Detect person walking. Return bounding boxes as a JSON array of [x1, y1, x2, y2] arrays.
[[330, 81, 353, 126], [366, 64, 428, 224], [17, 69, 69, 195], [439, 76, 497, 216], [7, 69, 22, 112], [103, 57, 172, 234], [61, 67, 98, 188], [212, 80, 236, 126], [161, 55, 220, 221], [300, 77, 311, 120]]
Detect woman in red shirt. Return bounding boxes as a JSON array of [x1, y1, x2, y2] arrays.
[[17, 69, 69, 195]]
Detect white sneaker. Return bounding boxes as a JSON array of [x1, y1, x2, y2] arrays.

◆ ◆ ◆ ◆ ◆ ◆ ◆

**OBJECTIVE**. Reproduce each of the records above verbatim, line by line.

**RESPONSE**.
Detect person walking. Return bounding boxes as a JSON array of [x1, y1, x2, y2] arrays.
[[330, 81, 353, 126], [366, 64, 428, 224], [17, 69, 69, 195], [439, 76, 497, 216], [7, 69, 22, 112], [103, 57, 172, 234], [61, 67, 98, 188], [212, 80, 236, 126], [161, 55, 220, 221], [300, 77, 311, 120]]
Detect woman in red shirt. Return bounding boxes as a JSON array of [x1, y1, x2, y2] arrays.
[[17, 69, 69, 195]]
Detect white sneaker. Return bounding boxes as a JSON array of [x1, y1, x2, y2] arrays.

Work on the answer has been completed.